PASSAGE SHOWN
★ ★ ★ ★ ★
South Asians Have Larger Fat Cells and Higher Risk



I am currently in Cambridge, UK, as part of the faculty of SCOPE (Specialist Certification of Obesity Professional Education), the official inter-professional educational program of the International Association for the Study of Obesity (IASO).

This year’s participants include a significant delegation from India, which is in the midst of its very own obesity epidemic.

While it is rare to see severe obesity (BMI levels over 40) in people of South Asian origin, there is now ample evidence suggesting that this population is particularly prone to the cardiometabolic complications of obesity even at a rather moderate increase in BMI.

In a study I co-authored with Sonia Anand and other colleagues from McMaster University, Hamilton, ON, published online today in PLoS one, we show that this increased risk may be attributable to adipocyte hypertrophy and increased ectopic fat deposition.

For this study, we recruited 108 healthy South Asians (defined as parents and grandparents who originated from India, Pakistan, Sri Lanka, or Bangladesh) and white Caucasians (ancestors originated from Europe) into one of three BMI strata: ≤25 kg/m2, 26–29 kg/m2, ≥30 kg/m2, matched for sex and age.

Measurements included body composition, adipocyte size, abdominal fat area (MRI studies), and hepatic adiposity (MRI-spectroscopy) were assessed and related to fasting glucose, insulin, lipids and adiponectin levels.

After adjustment for age, sex, and BMI, South Asians had more body fat, lower lean muscle mass, increased waist to hip ratio, less superficial subcutaneous abdominal adipose tissu, more deep/visceral to superficial adipose tissue ratio, and more liver fat than their Caucasian counterparts.

South Asians also had higher fasting insulin, lower HDL cholesterol, and lower adiponectin levels.

Most interestingly, fat cell size, measured as adipocyte area, was increased in South Asians compared to white Caucasians, and this difference in adipocyte size accounted for almost all of the observed differences in metabolic parameters and fat distribution.

Thus, this form of ‘ethnic’ lipodystrophy’ may well play an important role in the increased risk of South Asians even at lower BMI levels.
★ ★ ★ ★ ★
RECORDS PROVIDED
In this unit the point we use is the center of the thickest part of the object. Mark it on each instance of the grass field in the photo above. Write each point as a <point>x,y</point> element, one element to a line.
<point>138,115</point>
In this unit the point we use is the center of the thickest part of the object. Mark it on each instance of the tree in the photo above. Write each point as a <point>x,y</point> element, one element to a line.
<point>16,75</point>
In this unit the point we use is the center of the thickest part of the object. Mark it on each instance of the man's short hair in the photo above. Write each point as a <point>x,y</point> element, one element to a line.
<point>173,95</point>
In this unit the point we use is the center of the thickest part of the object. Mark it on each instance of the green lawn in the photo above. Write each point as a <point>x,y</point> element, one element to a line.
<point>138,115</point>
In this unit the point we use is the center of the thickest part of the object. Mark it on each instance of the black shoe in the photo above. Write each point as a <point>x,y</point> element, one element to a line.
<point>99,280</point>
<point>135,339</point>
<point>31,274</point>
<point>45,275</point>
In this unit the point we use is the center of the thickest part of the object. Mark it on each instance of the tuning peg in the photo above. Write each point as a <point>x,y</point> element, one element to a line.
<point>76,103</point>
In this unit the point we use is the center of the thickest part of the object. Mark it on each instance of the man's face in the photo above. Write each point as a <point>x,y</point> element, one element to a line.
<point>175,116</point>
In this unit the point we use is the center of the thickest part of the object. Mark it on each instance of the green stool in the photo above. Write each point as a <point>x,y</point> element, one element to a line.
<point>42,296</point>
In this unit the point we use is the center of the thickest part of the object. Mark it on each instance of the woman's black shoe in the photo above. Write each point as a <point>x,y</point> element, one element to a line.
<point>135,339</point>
★ ★ ★ ★ ★
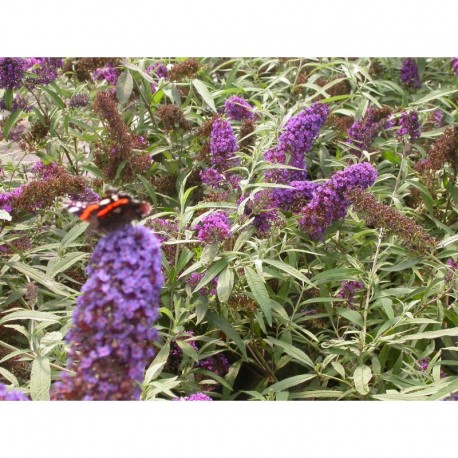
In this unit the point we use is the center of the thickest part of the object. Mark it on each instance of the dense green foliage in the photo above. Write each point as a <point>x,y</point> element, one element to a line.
★ ★ ★ ★ ★
DIRECTIONS
[1] Answer these questions about the post on South Asians and fat cell size:
(a) How many healthy people were recruited for the study?
(b) What BMI levels does the post give for severe obesity?
(c) What method was used to assess hepatic adiposity?
[2] Translate this sentence from the post on South Asians and fat cell size into Spanish: "South Asians also had higher fasting insulin, lower HDL cholesterol, and lower adiponectin levels."
[3] Proceed with the post on South Asians and fat cell size, writing on from its final sentence.

WRITTEN ANSWERS
[1]
(a) 108
(b) BMI levels over 40
(c) MRI-spectroscopy

[2] Los surasiáticos también tenían una insulina en ayunas más alta, un colesterol HDL más bajo y niveles más bajos de adiponectina.

[3]
Although, this is a small cross-sectional study, the consistency of our findings with other reports in the literature, lead us to consider the following clinical implications:

1) Young, apparently healthy South Asians have greater metabolic impairment compared to white Caucasians who tend to develop metabolic changes at higher levels of obesity and at a more advanced age, supporting earlier screening for abdominal adiposity and elevated glucose among South Asians.

2) It is likely that the metabolic changes observed in South Asians may be prevented by avoiding chronic over nutrition, thereby preventing its consequences (including adipocyte hypertrophy, abdominal adiposity, and ectopic fat deposition).

3) It is also likely that adipocyte cell size and metabolic risk factors in South Asians could be reduced by treating obesity and/or by shifting fat deposition from ectopic sites to subcutaneous depots using pharmacologic agents (i.e. PPAR gamma agonists).

These findings obviously also apply to those of South Asian descent living in countries like Canada, where specific measurement and treatment guidelines may need to address the specific needs of this important visible minority.

AMS
Cambridge, UK

p.s. I’d like to personally thank the many participants in this trial, who volunteered their time and subjected themselves to a daunting battery of tests, including fat and muscle biopsies.